_WHAT TO DO:_ Counting only lines below that hold "outline", give the total alone.

┄┄┄┄┄┄┄┄┄┄┄┄┄┄┄┄┄┄┄┄

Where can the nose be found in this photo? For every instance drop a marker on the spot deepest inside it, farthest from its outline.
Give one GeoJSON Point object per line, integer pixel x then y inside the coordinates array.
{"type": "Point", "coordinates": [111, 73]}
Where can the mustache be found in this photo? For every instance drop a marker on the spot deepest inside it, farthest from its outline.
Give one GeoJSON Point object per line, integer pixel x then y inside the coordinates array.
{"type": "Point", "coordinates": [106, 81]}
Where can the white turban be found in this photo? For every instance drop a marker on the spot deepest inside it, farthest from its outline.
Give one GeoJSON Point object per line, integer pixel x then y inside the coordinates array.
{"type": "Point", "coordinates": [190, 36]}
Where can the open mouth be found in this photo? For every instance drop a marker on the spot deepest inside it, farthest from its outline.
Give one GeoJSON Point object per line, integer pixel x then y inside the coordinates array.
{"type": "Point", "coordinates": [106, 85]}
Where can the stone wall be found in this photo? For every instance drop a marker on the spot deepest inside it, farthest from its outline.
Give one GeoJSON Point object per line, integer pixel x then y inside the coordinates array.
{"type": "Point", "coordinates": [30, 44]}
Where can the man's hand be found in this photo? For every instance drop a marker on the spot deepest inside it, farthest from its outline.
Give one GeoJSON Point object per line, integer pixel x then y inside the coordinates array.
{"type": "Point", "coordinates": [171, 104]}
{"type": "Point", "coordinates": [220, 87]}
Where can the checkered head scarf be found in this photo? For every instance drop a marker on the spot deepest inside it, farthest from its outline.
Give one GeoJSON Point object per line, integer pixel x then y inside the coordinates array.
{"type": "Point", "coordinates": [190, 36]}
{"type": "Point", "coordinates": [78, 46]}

┄┄┄┄┄┄┄┄┄┄┄┄┄┄┄┄┄┄┄┄

_OUTPUT OF THE TASK:_ 7